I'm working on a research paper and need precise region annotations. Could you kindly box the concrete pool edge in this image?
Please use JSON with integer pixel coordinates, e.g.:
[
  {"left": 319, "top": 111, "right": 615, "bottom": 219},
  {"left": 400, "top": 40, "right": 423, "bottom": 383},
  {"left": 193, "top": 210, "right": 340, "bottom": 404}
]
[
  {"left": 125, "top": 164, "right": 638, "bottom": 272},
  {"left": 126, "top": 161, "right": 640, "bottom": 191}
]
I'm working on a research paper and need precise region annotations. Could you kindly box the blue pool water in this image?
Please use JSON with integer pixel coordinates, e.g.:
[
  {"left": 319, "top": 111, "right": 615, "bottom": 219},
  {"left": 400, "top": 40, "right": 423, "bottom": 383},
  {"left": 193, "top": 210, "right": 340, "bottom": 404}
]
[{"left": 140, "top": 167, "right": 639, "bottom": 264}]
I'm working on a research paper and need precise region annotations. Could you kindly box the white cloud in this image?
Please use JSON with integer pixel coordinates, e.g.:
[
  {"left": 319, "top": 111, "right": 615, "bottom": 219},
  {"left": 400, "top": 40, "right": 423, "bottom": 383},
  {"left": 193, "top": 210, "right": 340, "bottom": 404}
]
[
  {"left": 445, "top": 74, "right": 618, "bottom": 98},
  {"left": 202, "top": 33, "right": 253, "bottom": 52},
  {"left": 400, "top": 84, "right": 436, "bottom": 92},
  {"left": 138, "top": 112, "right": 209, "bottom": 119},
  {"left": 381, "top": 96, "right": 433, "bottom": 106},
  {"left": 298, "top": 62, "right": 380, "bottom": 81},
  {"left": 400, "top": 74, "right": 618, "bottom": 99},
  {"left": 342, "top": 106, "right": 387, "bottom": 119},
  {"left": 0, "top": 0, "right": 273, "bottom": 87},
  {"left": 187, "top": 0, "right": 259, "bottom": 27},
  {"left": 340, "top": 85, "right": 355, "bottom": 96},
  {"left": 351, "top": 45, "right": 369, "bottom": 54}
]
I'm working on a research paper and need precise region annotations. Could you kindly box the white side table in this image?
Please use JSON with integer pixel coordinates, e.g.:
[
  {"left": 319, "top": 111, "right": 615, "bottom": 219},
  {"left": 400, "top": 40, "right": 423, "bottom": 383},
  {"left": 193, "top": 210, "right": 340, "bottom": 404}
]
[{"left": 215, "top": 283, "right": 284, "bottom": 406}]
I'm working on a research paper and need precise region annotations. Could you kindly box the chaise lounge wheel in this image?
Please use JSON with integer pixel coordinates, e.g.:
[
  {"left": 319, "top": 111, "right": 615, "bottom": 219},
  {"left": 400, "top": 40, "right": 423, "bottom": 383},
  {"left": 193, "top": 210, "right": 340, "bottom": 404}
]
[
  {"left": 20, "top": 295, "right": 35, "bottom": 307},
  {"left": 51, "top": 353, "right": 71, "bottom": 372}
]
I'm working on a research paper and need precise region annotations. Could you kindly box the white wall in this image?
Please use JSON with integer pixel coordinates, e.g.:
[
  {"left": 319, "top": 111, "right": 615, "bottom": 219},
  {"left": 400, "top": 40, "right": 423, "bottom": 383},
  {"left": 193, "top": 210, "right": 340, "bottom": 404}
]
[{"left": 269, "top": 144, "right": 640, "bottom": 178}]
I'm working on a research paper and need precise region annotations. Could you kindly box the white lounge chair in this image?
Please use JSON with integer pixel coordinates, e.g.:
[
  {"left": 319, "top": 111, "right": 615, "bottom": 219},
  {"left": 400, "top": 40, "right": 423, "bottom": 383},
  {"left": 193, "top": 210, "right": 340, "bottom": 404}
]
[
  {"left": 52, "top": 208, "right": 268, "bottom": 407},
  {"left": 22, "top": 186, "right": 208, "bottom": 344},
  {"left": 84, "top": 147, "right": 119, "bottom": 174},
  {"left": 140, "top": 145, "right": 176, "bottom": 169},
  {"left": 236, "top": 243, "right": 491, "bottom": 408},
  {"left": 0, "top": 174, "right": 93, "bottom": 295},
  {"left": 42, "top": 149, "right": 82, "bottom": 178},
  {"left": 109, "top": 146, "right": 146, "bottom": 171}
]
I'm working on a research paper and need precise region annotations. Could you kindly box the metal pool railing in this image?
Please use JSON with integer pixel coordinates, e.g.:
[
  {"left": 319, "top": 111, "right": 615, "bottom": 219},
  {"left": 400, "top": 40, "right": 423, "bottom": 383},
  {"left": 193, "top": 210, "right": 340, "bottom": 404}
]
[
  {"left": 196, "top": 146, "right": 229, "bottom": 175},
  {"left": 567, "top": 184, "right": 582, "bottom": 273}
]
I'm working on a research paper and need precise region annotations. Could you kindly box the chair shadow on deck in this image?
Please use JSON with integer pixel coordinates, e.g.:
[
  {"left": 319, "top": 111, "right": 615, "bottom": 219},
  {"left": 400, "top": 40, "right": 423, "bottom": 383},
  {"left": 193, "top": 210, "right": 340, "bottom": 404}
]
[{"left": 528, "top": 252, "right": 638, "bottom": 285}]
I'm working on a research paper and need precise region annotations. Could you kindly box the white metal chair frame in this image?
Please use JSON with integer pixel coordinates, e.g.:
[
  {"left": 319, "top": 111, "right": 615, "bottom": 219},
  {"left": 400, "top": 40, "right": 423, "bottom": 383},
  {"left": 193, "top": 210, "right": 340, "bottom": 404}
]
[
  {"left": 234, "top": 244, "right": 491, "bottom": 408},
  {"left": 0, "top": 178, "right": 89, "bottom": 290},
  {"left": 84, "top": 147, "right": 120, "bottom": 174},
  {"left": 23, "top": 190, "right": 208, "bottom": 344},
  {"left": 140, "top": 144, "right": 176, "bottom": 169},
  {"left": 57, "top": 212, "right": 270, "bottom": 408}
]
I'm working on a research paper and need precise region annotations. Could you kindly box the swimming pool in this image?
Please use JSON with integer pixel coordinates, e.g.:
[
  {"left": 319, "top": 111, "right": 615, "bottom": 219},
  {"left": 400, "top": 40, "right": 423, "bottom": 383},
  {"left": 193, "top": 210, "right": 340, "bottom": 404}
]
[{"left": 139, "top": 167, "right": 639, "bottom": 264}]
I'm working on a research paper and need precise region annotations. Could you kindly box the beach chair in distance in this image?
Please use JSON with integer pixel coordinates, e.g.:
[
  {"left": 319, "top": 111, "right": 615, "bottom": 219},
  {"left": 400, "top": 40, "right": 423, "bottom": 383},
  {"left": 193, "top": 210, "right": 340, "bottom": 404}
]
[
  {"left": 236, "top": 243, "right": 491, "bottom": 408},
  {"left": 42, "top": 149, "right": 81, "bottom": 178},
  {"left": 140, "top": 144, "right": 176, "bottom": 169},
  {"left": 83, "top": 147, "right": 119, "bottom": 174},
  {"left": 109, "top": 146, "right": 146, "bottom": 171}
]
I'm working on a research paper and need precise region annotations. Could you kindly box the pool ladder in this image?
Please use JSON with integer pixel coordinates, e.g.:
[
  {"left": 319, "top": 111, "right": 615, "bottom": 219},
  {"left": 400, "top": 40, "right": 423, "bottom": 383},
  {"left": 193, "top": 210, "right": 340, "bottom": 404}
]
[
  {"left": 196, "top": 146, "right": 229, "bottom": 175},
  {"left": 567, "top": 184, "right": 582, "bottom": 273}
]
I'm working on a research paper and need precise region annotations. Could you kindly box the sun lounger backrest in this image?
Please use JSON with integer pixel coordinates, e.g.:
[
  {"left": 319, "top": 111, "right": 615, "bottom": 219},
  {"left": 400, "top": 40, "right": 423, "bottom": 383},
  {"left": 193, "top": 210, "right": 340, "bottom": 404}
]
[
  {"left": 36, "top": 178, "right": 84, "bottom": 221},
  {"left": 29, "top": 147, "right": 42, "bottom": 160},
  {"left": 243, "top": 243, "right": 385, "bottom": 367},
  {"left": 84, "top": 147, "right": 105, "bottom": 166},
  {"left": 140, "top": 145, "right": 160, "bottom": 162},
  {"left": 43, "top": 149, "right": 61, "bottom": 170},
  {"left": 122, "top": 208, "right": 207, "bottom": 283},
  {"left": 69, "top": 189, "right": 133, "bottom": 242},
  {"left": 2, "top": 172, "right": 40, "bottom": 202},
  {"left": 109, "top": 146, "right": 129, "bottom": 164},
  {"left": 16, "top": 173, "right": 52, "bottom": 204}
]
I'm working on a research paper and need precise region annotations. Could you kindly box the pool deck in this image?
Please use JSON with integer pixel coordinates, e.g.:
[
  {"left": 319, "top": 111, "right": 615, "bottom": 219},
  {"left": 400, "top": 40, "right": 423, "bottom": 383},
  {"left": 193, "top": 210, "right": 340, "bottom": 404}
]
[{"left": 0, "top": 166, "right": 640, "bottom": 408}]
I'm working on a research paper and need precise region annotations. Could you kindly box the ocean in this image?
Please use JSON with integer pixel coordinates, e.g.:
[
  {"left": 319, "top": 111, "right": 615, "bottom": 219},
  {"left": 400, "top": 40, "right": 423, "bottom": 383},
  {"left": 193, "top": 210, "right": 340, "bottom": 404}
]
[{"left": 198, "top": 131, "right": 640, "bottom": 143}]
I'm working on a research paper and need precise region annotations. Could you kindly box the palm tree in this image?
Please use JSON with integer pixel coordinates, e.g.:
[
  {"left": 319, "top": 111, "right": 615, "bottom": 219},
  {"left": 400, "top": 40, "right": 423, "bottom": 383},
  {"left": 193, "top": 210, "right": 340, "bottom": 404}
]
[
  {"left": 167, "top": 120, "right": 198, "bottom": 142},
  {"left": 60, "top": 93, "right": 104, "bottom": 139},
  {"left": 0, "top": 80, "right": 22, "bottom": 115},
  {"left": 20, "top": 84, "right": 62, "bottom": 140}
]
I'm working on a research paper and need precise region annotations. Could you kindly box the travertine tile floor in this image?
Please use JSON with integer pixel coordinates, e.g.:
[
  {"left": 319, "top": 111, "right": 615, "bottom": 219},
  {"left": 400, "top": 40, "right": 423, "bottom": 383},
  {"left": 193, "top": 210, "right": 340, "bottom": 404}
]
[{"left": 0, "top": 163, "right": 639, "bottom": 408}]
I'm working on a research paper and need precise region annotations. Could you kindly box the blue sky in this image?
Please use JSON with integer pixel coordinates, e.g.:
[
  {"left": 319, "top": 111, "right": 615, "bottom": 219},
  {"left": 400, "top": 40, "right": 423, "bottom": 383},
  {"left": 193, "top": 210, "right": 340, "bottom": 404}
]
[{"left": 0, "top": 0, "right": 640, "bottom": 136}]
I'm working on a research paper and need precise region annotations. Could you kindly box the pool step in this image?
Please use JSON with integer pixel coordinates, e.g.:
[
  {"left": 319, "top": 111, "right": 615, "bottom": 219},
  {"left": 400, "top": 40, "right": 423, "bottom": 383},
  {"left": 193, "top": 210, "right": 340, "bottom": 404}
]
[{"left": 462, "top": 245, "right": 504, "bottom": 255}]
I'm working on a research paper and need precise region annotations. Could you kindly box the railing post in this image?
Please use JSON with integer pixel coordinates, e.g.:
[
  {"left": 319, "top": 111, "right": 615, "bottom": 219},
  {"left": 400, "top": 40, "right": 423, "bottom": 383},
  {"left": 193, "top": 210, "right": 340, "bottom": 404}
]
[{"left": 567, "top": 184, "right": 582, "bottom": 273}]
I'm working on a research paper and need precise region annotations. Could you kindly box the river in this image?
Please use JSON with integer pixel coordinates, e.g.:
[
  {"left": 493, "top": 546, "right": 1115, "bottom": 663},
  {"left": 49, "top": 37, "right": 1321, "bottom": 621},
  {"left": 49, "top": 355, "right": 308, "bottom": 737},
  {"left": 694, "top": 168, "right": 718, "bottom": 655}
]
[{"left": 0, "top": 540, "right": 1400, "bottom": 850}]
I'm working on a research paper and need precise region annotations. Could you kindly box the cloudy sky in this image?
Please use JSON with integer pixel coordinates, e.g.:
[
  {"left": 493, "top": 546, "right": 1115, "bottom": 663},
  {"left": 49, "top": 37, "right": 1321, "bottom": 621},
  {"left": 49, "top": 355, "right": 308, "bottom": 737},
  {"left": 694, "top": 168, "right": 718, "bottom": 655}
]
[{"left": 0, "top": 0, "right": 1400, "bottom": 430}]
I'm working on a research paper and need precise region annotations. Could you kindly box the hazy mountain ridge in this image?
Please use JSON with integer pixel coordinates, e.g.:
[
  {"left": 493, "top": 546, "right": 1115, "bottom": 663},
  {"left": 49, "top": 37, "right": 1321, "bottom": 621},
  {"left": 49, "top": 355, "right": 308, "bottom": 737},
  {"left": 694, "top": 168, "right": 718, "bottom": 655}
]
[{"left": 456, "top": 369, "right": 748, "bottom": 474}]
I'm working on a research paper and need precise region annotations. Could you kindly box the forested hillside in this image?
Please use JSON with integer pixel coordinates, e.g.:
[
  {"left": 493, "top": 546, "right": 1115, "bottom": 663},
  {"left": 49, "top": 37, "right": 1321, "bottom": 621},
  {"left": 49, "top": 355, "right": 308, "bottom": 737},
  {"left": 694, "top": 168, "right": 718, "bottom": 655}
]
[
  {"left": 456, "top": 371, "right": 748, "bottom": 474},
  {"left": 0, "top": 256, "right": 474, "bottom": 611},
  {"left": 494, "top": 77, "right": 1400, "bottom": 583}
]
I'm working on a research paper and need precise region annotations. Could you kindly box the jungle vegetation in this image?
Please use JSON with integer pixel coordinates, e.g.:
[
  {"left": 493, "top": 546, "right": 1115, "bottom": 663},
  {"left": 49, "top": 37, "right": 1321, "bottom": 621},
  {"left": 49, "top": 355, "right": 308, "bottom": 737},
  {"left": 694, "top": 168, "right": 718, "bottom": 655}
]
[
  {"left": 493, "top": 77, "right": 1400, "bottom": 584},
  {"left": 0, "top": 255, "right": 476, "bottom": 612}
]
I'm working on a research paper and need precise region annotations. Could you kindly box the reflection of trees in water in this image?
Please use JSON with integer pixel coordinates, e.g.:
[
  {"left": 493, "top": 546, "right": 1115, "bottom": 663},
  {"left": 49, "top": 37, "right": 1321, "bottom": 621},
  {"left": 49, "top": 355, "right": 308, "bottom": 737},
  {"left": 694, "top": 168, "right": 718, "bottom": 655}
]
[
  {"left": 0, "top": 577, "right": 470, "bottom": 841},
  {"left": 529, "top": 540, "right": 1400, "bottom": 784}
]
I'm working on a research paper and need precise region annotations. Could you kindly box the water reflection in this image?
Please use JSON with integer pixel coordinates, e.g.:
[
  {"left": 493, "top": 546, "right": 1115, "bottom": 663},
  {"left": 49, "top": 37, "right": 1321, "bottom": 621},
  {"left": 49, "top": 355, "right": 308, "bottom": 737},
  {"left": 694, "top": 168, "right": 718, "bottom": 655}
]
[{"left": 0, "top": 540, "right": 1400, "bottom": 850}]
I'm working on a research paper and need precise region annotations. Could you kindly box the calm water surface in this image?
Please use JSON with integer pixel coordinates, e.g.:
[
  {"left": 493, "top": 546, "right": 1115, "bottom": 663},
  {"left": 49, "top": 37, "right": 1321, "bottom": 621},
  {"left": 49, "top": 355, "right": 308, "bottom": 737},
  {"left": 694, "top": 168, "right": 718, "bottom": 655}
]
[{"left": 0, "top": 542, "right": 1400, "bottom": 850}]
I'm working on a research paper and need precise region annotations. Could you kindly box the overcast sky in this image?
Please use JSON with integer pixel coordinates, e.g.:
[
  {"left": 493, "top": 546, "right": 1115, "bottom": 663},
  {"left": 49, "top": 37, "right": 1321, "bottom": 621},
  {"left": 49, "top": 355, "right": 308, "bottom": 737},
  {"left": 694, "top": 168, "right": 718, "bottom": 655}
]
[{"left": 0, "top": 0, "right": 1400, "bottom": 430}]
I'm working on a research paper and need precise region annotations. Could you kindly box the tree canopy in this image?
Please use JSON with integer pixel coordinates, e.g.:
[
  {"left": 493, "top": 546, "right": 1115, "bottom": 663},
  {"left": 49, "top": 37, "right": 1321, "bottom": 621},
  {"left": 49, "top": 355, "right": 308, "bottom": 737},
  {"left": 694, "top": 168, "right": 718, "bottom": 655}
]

☆ ☆ ☆

■ **What to do**: Only the lines from the one holding "overcast sky in this image?" through the end of the listing should be given again, exactly and with both ends included.

■ **The completed task**:
I'm working on a research paper and need precise region annotations. Could you kindly box the overcast sky in this image?
Please use JSON with integer pixel coordinates, e.g.:
[
  {"left": 493, "top": 546, "right": 1115, "bottom": 663},
  {"left": 49, "top": 37, "right": 1321, "bottom": 621},
  {"left": 49, "top": 355, "right": 308, "bottom": 737},
  {"left": 694, "top": 168, "right": 718, "bottom": 655}
]
[{"left": 0, "top": 0, "right": 1400, "bottom": 430}]
I'm working on a research paper and need precise region annotations. Could you kindly box the tree canopy in this image?
Please use JSON with integer pixel coordinates, e.g.:
[
  {"left": 493, "top": 546, "right": 1115, "bottom": 663},
  {"left": 49, "top": 37, "right": 1321, "bottom": 621},
  {"left": 49, "top": 355, "right": 308, "bottom": 737},
  {"left": 694, "top": 168, "right": 718, "bottom": 655}
]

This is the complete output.